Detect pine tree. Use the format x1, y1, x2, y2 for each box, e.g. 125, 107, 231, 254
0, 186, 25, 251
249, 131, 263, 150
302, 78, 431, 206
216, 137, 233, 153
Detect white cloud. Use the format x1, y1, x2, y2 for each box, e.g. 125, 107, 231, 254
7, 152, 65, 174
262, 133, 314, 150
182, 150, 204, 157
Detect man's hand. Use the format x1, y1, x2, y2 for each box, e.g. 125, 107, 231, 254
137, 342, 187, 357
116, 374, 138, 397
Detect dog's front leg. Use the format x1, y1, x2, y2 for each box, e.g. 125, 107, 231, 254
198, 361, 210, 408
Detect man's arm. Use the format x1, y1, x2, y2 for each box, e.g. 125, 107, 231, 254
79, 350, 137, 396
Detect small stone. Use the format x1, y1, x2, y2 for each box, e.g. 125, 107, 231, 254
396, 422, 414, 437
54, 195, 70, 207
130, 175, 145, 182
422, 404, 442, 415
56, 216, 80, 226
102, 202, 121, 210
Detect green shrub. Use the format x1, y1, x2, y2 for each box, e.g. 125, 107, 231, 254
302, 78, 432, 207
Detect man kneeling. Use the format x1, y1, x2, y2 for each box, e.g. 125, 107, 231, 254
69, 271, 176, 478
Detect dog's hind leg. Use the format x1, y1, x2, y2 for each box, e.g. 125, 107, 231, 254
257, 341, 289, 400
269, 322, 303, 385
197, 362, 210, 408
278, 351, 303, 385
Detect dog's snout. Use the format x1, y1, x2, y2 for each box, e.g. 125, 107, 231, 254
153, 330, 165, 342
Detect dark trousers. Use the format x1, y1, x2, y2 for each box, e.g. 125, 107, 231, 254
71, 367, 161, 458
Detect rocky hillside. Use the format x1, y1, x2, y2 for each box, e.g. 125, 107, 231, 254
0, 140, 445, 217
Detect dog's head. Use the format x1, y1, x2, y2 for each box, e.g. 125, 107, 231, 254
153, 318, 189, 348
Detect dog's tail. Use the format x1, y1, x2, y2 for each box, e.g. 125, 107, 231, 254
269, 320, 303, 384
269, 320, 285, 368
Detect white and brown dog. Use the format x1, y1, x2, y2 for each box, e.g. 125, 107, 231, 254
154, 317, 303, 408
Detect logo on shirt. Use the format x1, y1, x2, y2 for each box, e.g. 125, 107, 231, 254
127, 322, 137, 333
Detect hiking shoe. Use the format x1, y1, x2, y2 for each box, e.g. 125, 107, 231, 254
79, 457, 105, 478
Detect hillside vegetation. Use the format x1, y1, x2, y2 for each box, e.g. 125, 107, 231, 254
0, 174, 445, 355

» Work to complete
Reproduce all of the data above, swapping each occurrence of "Detect" for "Locate" and leaving everything else unchanged.

» Exercise result
Locate pine tree. Use the format x1, y1, x2, y2 for each box, e.g. 125, 107, 231, 254
0, 186, 25, 251
249, 131, 263, 150
302, 78, 431, 206
216, 137, 233, 153
Locate white cloud. Use the format x1, y1, x2, y2 for each box, e.g. 125, 107, 231, 254
7, 152, 65, 174
262, 133, 314, 150
182, 150, 204, 157
Locate man's hand. Use the format x1, y1, x2, y2 for each box, e.g. 125, 107, 231, 254
137, 342, 187, 357
116, 374, 138, 397
Locate dog's front leg. Use the format x1, y1, x2, y2 for each box, e.g. 125, 107, 231, 254
198, 361, 210, 408
Locate man's arm. Use the format x1, y1, x2, y2 for each box, e.g. 125, 107, 231, 254
79, 350, 137, 396
Locate small stone. Use the format x1, y1, x2, y2 for each box, e.g. 125, 107, 231, 254
396, 422, 414, 437
54, 195, 70, 207
130, 175, 145, 182
422, 404, 442, 415
56, 216, 80, 226
102, 202, 121, 210
Locate green shrub. Use the format x1, y1, x2, y2 for each box, e.g. 125, 107, 231, 254
302, 78, 432, 207
Locate man kneeling. Use the format x1, y1, x2, y2 for each box, e.g. 125, 107, 231, 254
69, 271, 176, 478
Locate dog's hind leg. Use the format x1, y1, x2, y2 for each box, e.g. 125, 107, 231, 254
257, 341, 289, 400
269, 322, 303, 385
197, 362, 210, 408
278, 351, 303, 385
Locate dog's snout. Use the format x1, y1, x2, y2 for each box, e.g. 125, 107, 231, 254
153, 330, 165, 342
Locate dark trousers. Use the format x1, y1, x2, y2 for each box, e.g. 125, 107, 231, 254
71, 367, 161, 458
Locate rocky hillside. Use the format x1, y1, x2, y2 for each box, e.g. 125, 107, 231, 254
0, 140, 445, 217
Locate dog's head. Use the format x1, y1, x2, y2 for each box, e.g. 125, 107, 231, 254
153, 318, 189, 348
Locate dog's tail. Use the format x1, y1, x2, y2 for each box, e.g. 125, 107, 231, 254
269, 320, 303, 384
269, 320, 285, 368
Locate white and brown dog. Use the format x1, y1, x2, y2 for each box, e.g. 125, 107, 231, 254
154, 317, 303, 408
Locate logo on shirt. Use the format x1, y1, x2, y2 for each box, e.g. 125, 107, 231, 254
127, 322, 137, 333
Locate hiking shoe. Use the format x1, y1, x2, y2 for each box, e.g. 125, 107, 231, 254
79, 457, 105, 478
Locate hillside vegetation. Use the format x1, y1, x2, y2 for each box, e.g. 125, 107, 231, 254
0, 174, 445, 355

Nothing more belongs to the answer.